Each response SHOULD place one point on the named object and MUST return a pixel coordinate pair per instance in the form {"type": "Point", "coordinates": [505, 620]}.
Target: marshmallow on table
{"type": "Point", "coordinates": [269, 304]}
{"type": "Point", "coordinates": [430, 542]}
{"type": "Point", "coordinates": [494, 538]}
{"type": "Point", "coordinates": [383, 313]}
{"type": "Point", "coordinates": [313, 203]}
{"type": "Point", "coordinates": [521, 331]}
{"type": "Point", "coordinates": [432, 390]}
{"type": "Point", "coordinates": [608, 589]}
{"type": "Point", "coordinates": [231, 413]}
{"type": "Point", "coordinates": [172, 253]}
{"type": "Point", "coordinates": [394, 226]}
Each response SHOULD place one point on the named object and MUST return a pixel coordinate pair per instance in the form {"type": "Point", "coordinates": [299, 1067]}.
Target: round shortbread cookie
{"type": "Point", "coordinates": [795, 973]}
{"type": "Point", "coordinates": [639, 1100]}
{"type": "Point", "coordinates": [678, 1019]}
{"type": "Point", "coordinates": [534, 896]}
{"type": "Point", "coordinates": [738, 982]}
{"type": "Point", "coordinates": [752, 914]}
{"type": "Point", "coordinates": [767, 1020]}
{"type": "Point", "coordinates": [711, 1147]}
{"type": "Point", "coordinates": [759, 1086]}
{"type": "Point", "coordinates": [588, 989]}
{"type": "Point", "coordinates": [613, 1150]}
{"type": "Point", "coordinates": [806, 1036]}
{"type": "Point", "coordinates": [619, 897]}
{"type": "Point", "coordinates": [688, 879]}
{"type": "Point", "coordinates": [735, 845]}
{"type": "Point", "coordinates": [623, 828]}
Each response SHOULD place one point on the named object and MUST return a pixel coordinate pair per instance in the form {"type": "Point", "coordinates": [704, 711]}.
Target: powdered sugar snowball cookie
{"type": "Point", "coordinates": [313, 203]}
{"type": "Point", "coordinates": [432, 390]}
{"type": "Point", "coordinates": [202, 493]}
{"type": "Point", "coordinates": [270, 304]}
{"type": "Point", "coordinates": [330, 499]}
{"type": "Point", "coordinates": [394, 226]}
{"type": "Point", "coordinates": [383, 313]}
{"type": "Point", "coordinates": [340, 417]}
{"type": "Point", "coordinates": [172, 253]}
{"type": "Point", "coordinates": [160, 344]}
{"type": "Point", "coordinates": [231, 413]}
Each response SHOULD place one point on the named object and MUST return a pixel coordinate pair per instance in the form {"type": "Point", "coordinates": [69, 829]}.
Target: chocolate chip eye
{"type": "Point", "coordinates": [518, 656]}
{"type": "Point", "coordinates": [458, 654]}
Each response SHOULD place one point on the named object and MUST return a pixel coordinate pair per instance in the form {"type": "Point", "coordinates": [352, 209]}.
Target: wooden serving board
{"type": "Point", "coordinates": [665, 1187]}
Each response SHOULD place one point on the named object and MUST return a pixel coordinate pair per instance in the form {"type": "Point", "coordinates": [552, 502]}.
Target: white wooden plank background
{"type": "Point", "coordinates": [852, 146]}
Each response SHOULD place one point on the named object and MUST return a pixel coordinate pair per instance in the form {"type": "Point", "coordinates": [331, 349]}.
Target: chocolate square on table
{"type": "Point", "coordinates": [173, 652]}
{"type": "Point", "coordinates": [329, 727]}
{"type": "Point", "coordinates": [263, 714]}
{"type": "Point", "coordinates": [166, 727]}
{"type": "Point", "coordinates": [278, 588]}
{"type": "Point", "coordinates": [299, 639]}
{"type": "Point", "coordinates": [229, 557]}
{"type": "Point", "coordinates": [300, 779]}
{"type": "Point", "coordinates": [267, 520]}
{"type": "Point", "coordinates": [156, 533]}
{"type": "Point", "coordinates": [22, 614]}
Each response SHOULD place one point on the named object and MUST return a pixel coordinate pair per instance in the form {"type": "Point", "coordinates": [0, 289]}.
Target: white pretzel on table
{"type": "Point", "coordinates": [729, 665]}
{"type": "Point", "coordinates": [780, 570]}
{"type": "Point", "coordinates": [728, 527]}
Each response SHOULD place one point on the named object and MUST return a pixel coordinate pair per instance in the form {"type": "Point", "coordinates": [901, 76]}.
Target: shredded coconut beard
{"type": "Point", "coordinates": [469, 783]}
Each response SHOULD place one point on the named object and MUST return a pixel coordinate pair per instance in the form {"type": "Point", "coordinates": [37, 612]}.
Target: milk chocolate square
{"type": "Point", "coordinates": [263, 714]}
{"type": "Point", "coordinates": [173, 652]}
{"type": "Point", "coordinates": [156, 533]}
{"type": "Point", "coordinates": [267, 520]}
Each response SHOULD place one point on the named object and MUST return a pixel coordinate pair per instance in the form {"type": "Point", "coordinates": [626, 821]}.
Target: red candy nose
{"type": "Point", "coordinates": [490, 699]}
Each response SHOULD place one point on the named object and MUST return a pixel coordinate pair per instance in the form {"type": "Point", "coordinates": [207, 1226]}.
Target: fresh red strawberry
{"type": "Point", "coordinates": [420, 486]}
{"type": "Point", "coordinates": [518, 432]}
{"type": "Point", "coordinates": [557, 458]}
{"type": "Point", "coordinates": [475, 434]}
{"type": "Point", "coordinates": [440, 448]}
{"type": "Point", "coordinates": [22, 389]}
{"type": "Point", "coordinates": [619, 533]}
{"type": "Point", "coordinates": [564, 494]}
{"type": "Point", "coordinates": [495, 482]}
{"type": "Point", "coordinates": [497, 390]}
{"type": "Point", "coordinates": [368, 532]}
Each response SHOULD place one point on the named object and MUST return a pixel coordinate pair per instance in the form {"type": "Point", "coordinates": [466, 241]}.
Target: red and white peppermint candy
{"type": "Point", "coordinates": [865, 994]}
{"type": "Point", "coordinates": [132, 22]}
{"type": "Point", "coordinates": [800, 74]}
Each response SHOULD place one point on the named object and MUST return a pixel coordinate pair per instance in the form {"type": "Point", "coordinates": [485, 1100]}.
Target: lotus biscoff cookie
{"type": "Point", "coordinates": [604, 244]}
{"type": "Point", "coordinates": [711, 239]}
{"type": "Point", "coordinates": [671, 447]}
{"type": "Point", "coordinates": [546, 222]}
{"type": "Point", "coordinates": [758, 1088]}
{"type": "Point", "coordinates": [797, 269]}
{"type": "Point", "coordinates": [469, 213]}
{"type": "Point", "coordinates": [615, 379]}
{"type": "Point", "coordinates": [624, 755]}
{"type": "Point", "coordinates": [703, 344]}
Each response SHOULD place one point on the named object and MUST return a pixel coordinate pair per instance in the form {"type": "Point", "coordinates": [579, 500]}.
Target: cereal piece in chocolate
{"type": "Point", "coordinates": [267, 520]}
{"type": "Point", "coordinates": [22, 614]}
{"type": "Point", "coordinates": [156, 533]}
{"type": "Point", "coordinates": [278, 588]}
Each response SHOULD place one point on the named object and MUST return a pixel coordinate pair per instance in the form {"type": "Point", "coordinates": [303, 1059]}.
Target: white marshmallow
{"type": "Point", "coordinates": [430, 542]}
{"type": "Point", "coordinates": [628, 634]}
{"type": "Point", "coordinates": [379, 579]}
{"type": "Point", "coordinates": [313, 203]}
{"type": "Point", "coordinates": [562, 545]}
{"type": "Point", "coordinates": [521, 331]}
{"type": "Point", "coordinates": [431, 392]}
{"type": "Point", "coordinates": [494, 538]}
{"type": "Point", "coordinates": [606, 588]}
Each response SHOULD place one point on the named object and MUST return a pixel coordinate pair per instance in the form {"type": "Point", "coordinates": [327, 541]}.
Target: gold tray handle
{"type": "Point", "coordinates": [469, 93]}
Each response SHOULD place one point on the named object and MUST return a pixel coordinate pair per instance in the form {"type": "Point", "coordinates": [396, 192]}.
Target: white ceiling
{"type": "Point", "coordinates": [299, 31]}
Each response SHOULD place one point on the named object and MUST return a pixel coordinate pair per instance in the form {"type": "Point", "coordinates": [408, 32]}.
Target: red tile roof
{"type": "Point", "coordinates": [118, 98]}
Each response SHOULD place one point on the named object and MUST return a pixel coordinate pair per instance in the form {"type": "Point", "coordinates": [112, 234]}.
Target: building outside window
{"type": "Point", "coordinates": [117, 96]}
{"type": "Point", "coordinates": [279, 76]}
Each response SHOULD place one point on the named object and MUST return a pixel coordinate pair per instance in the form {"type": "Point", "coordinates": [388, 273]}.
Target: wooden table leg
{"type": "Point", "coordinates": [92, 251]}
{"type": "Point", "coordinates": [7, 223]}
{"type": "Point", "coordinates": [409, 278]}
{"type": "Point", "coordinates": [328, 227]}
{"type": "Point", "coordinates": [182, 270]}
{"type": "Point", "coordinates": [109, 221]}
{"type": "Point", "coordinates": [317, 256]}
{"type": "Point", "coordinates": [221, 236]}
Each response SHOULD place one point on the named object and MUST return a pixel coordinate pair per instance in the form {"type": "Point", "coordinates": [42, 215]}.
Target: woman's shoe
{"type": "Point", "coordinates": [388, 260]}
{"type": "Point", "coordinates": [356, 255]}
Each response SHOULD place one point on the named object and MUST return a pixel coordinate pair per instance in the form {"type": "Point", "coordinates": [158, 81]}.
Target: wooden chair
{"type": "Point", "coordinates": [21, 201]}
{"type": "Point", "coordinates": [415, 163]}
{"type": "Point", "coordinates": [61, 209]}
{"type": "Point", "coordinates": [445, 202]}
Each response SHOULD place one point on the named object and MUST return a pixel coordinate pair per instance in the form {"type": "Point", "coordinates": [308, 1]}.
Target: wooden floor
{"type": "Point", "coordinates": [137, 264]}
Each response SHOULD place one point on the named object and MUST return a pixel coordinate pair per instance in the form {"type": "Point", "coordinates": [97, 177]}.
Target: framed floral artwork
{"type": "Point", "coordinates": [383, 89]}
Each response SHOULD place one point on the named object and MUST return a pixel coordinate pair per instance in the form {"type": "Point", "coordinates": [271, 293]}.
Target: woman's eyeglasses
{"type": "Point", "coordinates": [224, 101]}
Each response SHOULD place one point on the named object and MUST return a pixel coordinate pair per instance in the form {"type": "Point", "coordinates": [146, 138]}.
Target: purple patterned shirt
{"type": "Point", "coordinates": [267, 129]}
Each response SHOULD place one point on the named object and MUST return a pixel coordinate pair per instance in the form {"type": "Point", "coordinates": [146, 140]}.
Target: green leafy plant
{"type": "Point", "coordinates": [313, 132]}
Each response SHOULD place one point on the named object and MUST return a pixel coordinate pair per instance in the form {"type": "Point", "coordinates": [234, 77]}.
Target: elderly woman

*Work instructions:*
For the span from the line containing "Target: woman's eyeglasses" through the last line of the entries above, transcribe each line exactly and leave out everything else.

*Task response:*
Target: woman's eyeglasses
{"type": "Point", "coordinates": [224, 101]}
Each response SHOULD place one point on the named object and MUST return a pixel coordinate pair per instance in the form {"type": "Point", "coordinates": [146, 138]}.
Target: purple patterned shirt
{"type": "Point", "coordinates": [267, 129]}
Each response SHOULD place one point on the named object and MUST return a pixel coordinate pair per instance in the form {"type": "Point", "coordinates": [146, 140]}.
Target: green leafy plant
{"type": "Point", "coordinates": [313, 132]}
Each response SHOULD place one point on the named object and MUST return a pixel coordinate pair per instance in the form {"type": "Point", "coordinates": [234, 77]}.
Target: elderly woman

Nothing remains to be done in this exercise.